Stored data
|---|
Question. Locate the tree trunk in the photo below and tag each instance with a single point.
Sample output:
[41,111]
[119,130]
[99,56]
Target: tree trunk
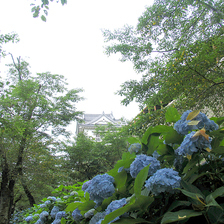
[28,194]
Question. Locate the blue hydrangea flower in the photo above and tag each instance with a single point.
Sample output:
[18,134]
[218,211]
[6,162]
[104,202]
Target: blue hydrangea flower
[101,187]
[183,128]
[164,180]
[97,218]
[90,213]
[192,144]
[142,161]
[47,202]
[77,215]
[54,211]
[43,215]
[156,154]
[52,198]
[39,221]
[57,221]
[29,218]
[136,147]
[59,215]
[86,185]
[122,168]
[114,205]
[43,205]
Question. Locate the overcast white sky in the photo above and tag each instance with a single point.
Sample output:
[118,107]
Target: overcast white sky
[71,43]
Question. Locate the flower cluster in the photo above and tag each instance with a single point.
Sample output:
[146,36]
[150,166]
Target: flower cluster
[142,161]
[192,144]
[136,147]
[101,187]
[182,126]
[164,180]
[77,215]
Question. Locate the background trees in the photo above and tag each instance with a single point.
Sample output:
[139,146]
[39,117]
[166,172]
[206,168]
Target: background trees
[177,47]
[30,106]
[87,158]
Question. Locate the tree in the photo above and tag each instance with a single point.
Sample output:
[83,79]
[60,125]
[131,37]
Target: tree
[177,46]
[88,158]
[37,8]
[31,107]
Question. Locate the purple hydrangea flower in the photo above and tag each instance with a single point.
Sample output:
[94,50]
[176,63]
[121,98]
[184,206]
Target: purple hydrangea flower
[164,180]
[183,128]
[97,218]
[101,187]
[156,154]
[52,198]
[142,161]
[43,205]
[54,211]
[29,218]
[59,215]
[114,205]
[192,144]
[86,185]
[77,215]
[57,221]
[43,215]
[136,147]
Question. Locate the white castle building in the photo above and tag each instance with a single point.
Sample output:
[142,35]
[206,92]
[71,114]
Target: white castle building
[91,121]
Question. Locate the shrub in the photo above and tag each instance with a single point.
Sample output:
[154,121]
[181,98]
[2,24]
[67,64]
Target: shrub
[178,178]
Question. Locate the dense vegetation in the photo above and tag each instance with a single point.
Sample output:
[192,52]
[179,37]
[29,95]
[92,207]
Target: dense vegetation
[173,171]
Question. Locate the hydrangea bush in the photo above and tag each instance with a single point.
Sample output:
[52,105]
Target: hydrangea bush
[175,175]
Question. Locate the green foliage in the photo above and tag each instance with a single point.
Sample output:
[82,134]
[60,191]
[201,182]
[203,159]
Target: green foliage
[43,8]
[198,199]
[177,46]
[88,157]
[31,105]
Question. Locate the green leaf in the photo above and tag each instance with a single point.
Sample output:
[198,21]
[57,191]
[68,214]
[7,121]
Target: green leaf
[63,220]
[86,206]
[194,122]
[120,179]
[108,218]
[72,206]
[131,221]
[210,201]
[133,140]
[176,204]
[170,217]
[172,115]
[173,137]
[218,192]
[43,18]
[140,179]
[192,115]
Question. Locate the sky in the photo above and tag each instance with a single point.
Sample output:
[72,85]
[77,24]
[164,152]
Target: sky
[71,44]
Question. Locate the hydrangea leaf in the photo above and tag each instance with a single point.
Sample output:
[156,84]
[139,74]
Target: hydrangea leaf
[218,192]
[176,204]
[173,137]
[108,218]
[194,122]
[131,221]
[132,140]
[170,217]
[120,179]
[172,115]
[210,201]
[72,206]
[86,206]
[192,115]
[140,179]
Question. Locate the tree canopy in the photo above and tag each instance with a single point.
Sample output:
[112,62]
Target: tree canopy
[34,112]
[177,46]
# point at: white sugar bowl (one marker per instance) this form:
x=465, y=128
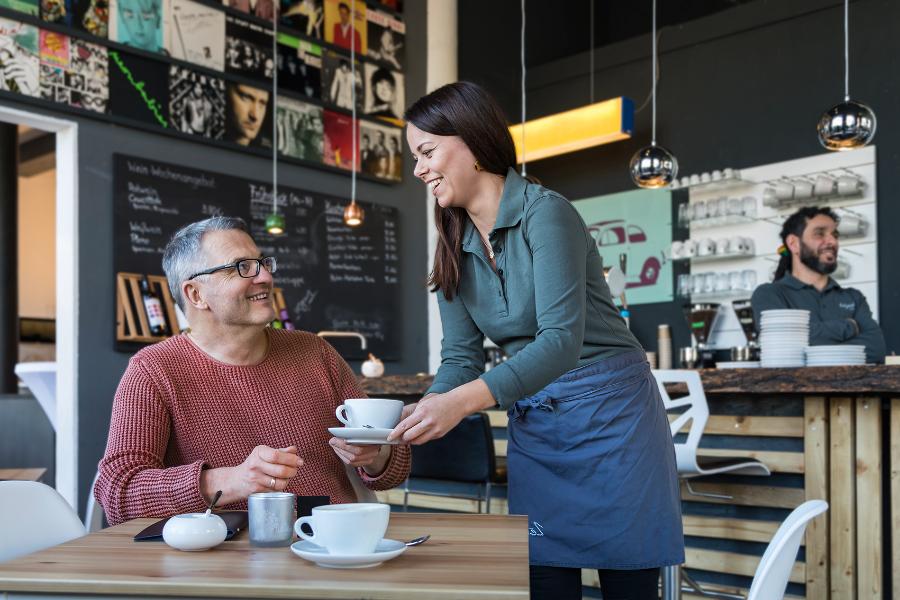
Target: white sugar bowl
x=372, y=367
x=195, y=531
|---|
The problem - In the copy, include no pictures; restate the listing above exactly.

Solved problem -
Question. Locate the tree trunk in the photo below and tag each instance with a single point.
Sample output:
[41,111]
[119,130]
[99,56]
Target: tree trunk
[28,194]
Question. Locate the blue hydrangea flower in the photo above and tag each instance with a single point.
Sample output:
[18,134]
[218,211]
[6,162]
[104,202]
Target: blue hydrangea flower
[101,187]
[183,128]
[164,180]
[97,218]
[90,213]
[192,144]
[142,161]
[47,202]
[77,215]
[54,211]
[43,215]
[156,154]
[52,198]
[39,221]
[57,221]
[29,218]
[136,147]
[59,215]
[86,185]
[122,168]
[114,205]
[43,205]
Question. Locate the overcast white sky in the photo above and tag each instance with a single point.
Sample output:
[118,107]
Target: overcast white sky
[71,43]
Question. Locate the flower cluster in the photo above and tag each instance with a single point.
Sample output:
[146,36]
[150,166]
Target: flower cluster
[142,161]
[192,144]
[136,147]
[101,187]
[182,126]
[164,180]
[77,215]
Question. Locate the background trees in the photo above and tag each instance with a single point.
Sample output:
[139,146]
[39,117]
[166,172]
[206,168]
Target: background trees
[177,47]
[30,106]
[87,158]
Question. Locate the tree in the photo above and tag each instance with a single point.
Sample output:
[83,79]
[60,125]
[131,37]
Target: tree
[177,46]
[88,158]
[37,8]
[31,107]
Question. Locate the purple hydrangea flower in the photo above and tag each instance with a single point.
Sample output:
[94,50]
[176,63]
[121,98]
[184,206]
Target: purple hydrangea flower
[164,180]
[183,128]
[97,218]
[101,187]
[156,154]
[52,198]
[142,161]
[43,205]
[54,211]
[29,218]
[59,215]
[114,205]
[192,144]
[86,185]
[77,215]
[57,221]
[43,215]
[136,147]
Question. Locate the white castle building in the photo above and tag each instance with a single point.
Sample output:
[142,35]
[206,92]
[71,114]
Target: white castle building
[91,121]
Question. Locate the shrub in the photo above and tag each instance with a single point.
Sample output:
[154,121]
[181,98]
[2,24]
[67,64]
Target: shrub
[178,178]
Question. Locate the dense vegetation in the photo above and tag each instance with a single point.
Sample output:
[192,52]
[179,37]
[29,95]
[92,207]
Target: dense vegetation
[173,171]
Question. Locate the hydrangea bush in the photo above and tag each instance with a single point.
Sample output:
[52,105]
Target: hydrangea bush
[175,175]
Question. Locate the green foliage in the photo above and tag each instance with a single point.
Sample output:
[82,134]
[60,191]
[201,182]
[203,159]
Target: green foliage
[43,8]
[198,199]
[177,46]
[88,157]
[31,105]
Question. Locate the green leaf in the photo above and tag each instance with a single point.
Sample output:
[198,21]
[57,191]
[68,214]
[7,121]
Target: green leaf
[63,220]
[86,206]
[194,122]
[120,179]
[108,218]
[72,206]
[131,221]
[210,201]
[133,140]
[176,204]
[170,217]
[172,115]
[173,137]
[218,192]
[43,18]
[140,179]
[192,115]
Question. Locate the sky in the photo above and tag each instance with a single point.
Sample output:
[72,85]
[77,24]
[164,152]
Target: sky
[71,44]
Question. Locate the hydrangea leaf in the photo above and tag each instance with a single point.
Sample output:
[156,84]
[139,74]
Target: hydrangea leaf
[218,192]
[176,204]
[173,137]
[108,218]
[194,122]
[131,221]
[132,140]
[170,217]
[120,179]
[172,115]
[210,201]
[72,206]
[86,206]
[192,115]
[140,179]
Question. Locate the tree canopy in the photo above and tag each instance with a single point.
Sample output:
[112,62]
Target: tree canopy
[34,112]
[177,46]
# point at: white sugar bowl (one marker per instance) this form:
x=465, y=128
Target: white sugar bowl
x=372, y=367
x=195, y=531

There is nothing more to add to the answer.